> WHAT YOU HAVE TO DO
Starting at the line containing "query: the noun phrase to segment: white facade" and ending at the line containing "M 44 30 L 38", reproduce the data with "outline" switched to "contour" and nothing else altered. Return only those lines.

> EXCERPTED DATA
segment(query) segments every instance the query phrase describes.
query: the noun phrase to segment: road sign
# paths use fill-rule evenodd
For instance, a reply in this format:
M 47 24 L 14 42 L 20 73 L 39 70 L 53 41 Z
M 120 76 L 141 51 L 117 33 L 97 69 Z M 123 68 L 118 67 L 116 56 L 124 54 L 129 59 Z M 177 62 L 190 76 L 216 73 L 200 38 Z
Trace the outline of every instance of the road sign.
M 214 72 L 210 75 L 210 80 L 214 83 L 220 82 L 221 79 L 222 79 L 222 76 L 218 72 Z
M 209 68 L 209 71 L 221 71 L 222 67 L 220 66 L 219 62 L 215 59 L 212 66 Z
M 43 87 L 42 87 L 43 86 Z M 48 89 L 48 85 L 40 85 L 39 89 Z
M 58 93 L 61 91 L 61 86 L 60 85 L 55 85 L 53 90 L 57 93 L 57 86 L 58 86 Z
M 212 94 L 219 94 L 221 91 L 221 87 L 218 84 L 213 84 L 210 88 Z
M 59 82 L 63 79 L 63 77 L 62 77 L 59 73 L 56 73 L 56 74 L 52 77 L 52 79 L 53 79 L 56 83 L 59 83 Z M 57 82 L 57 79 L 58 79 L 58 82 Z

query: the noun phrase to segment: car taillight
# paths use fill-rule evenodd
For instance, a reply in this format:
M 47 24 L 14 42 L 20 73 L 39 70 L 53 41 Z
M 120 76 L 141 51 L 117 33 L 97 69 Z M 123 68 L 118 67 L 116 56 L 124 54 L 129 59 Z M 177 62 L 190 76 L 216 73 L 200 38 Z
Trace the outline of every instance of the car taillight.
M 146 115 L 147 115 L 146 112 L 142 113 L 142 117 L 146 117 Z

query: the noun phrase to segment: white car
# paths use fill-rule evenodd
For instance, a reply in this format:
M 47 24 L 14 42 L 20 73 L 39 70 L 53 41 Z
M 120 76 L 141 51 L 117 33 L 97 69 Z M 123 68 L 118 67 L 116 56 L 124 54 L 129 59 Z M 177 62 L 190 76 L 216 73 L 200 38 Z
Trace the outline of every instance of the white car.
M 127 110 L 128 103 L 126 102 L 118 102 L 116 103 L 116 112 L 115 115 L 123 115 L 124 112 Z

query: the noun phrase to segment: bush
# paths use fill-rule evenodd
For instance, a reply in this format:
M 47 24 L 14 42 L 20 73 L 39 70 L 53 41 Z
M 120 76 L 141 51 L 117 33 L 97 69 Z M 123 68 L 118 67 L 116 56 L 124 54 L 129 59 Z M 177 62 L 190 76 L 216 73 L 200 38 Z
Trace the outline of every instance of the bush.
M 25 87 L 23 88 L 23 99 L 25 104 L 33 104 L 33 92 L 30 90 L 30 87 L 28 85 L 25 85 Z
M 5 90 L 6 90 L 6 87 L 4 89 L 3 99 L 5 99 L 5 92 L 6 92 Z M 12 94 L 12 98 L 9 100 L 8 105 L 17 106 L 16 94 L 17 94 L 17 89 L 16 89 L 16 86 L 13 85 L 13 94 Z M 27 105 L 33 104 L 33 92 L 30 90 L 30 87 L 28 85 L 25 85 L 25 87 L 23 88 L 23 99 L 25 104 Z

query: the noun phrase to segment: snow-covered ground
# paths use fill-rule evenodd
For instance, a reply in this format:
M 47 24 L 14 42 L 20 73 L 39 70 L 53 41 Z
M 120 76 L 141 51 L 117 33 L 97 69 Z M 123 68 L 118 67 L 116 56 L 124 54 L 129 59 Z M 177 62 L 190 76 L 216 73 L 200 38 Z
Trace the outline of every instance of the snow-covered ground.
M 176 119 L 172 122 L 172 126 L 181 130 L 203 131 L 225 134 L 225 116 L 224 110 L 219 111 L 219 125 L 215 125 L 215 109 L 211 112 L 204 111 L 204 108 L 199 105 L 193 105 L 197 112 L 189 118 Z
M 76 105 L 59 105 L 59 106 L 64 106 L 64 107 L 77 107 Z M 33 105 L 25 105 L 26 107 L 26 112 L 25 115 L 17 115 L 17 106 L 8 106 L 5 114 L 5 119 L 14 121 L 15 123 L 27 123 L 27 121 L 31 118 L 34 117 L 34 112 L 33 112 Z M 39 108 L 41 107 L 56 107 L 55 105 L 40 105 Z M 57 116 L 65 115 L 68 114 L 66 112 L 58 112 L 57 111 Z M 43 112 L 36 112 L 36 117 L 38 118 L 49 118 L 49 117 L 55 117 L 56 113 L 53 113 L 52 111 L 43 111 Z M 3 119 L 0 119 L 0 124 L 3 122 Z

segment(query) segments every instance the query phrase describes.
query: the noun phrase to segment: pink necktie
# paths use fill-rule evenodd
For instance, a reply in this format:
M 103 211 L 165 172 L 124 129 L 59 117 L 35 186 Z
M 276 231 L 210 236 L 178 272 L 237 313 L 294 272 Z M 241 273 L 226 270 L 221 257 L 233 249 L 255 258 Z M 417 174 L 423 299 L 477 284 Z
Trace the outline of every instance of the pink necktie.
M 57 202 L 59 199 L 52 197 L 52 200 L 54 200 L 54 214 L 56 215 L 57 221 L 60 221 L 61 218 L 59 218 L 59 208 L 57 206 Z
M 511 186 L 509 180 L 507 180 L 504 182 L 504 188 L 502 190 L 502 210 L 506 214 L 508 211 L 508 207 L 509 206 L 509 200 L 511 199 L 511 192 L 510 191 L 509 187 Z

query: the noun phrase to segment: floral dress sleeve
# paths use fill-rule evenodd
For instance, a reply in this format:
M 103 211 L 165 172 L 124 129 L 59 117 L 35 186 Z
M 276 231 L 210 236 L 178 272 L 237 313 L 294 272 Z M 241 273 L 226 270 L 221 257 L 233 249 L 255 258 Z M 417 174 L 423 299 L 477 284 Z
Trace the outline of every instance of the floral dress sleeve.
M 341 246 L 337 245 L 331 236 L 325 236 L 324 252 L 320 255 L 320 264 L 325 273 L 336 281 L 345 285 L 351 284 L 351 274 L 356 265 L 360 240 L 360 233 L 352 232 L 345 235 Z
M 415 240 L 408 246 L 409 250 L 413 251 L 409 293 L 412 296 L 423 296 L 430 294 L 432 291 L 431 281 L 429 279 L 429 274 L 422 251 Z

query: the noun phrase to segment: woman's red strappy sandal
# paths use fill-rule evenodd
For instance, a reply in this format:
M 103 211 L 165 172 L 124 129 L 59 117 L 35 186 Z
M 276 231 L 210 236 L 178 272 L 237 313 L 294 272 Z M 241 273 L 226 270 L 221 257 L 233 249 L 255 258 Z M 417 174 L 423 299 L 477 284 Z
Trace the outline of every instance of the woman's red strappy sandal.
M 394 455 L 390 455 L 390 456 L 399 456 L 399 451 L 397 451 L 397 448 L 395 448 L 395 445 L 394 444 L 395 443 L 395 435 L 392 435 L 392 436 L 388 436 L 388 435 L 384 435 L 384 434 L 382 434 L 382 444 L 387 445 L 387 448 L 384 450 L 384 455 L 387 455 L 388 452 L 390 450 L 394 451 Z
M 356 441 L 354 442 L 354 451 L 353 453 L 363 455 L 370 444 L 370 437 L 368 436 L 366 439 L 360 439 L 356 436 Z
--
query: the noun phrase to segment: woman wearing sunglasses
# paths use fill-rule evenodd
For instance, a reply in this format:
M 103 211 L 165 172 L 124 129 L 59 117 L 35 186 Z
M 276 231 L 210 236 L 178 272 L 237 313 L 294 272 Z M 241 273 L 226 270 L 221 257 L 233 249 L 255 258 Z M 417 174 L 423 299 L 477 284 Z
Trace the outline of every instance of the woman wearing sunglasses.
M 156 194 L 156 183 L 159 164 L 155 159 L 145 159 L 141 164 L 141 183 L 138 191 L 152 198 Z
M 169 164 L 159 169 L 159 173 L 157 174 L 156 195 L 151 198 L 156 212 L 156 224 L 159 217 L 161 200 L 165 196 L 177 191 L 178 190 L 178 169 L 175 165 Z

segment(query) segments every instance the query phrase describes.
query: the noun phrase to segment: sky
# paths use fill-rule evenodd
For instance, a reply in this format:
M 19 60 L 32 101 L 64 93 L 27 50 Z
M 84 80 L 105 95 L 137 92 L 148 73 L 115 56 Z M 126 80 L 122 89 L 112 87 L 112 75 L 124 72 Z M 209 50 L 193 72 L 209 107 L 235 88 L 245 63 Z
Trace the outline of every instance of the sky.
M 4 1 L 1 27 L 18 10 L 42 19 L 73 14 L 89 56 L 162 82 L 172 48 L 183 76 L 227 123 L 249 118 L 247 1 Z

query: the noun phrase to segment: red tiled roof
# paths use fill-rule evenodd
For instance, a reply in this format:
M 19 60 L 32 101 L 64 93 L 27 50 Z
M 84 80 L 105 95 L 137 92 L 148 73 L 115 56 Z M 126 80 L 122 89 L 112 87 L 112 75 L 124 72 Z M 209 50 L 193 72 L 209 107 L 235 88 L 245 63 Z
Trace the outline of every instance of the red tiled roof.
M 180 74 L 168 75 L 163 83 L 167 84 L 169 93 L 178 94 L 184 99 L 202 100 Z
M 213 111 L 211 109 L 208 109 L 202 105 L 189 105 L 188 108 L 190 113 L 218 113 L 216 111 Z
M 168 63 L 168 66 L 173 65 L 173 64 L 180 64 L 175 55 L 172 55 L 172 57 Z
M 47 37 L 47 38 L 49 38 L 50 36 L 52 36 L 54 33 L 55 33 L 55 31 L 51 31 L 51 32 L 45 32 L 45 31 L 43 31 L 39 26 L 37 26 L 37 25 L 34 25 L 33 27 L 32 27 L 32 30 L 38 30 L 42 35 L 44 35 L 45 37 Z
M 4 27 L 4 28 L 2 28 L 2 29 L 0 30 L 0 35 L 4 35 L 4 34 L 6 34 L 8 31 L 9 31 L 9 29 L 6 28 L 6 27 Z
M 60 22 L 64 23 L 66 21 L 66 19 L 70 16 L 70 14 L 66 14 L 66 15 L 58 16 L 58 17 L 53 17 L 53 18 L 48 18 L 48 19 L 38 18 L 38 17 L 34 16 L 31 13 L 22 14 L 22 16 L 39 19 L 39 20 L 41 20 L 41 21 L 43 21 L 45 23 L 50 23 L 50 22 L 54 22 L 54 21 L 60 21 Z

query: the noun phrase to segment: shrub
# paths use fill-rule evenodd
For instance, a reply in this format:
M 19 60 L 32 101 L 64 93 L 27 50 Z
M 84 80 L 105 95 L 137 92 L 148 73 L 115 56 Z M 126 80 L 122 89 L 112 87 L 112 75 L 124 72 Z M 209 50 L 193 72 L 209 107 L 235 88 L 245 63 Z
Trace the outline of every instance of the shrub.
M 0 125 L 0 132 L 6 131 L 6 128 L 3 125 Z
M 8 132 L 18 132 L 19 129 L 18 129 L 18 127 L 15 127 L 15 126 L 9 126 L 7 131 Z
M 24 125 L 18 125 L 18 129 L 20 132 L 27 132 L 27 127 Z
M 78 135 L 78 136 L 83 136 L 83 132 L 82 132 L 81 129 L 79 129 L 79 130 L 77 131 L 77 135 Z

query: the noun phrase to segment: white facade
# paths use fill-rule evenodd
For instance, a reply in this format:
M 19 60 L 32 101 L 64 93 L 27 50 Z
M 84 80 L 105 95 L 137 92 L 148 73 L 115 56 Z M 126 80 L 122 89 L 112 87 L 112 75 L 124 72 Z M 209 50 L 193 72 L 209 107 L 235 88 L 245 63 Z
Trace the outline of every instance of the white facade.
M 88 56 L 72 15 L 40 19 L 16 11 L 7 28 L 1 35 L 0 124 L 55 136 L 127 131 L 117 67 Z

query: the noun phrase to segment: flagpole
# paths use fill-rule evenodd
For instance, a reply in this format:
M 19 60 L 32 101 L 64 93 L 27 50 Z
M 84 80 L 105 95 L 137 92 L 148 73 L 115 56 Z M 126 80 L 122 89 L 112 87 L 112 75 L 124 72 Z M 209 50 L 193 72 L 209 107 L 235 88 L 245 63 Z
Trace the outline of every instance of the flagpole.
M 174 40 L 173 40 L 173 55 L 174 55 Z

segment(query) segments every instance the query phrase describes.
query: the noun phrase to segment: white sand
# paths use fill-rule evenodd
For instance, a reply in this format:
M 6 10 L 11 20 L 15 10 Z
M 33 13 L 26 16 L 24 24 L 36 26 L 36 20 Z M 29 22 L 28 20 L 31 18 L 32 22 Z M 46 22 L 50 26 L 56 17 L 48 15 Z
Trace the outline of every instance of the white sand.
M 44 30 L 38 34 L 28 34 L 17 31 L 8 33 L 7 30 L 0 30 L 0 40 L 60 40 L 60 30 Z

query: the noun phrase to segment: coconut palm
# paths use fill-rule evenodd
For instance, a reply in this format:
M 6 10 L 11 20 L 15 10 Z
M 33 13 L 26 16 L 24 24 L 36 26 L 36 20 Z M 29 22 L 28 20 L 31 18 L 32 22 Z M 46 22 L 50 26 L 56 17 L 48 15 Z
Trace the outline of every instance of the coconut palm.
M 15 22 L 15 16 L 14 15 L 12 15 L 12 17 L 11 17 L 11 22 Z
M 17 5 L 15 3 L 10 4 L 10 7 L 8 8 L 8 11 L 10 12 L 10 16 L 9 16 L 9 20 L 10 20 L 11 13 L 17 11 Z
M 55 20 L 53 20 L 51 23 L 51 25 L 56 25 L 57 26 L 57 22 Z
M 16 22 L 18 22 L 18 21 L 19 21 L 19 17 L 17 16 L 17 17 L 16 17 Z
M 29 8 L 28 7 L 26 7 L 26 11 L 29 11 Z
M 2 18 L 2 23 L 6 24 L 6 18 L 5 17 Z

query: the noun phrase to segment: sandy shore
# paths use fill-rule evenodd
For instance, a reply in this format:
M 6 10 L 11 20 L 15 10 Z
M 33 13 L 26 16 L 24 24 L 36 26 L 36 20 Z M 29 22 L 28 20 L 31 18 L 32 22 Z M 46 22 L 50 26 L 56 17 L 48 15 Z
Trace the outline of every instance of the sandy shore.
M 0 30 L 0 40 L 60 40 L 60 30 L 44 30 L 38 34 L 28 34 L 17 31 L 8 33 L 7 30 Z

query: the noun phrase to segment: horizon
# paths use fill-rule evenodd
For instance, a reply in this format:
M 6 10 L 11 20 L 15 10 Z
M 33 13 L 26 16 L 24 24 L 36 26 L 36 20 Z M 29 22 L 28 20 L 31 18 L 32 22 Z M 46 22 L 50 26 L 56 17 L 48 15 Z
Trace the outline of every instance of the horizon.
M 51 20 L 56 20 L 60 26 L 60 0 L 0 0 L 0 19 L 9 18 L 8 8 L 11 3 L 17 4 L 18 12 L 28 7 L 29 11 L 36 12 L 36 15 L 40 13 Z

> RIGHT ANSWER
query: the noun phrase to segment: white facade
# paths use fill-rule evenodd
For instance, a reply in this format:
M 19 60 L 32 101 L 64 93 L 27 50 Z
M 84 80 L 105 95 L 137 92 L 148 73 L 115 56 Z M 126 80 L 122 89 L 112 87 L 112 75 L 124 72 Z M 209 50 L 193 72 L 209 107 L 235 88 L 245 63 Z
Trace the contour of every instance of the white facade.
M 88 56 L 72 15 L 40 19 L 16 11 L 7 28 L 1 35 L 0 124 L 55 136 L 127 131 L 117 67 Z

query: the noun phrase to segment: flagpole
# paths use fill-rule evenodd
For instance, a reply in this format:
M 19 60 L 32 101 L 64 93 L 27 50 Z
M 84 80 L 105 95 L 137 92 L 148 73 L 115 56 Z M 126 80 L 122 89 L 112 87 L 112 75 L 124 72 Z M 209 50 L 193 72 L 209 107 L 235 88 L 245 63 Z
Trace the contour of every instance of the flagpole.
M 174 40 L 173 40 L 173 55 L 174 55 Z

segment(query) segments every instance the query phrase describes.
query: the noun phrase to segment: white sand
# paths use fill-rule evenodd
For instance, a reply in this format:
M 6 10 L 11 20 L 15 10 Z
M 33 13 L 26 16 L 24 24 L 36 26 L 36 20 Z M 29 22 L 28 20 L 31 18 L 32 22 Z M 46 22 L 50 26 L 56 17 L 48 15 Z
Trace the contour of every instance of the white sand.
M 44 30 L 38 34 L 28 34 L 17 31 L 8 33 L 7 30 L 0 30 L 0 40 L 60 40 L 60 30 Z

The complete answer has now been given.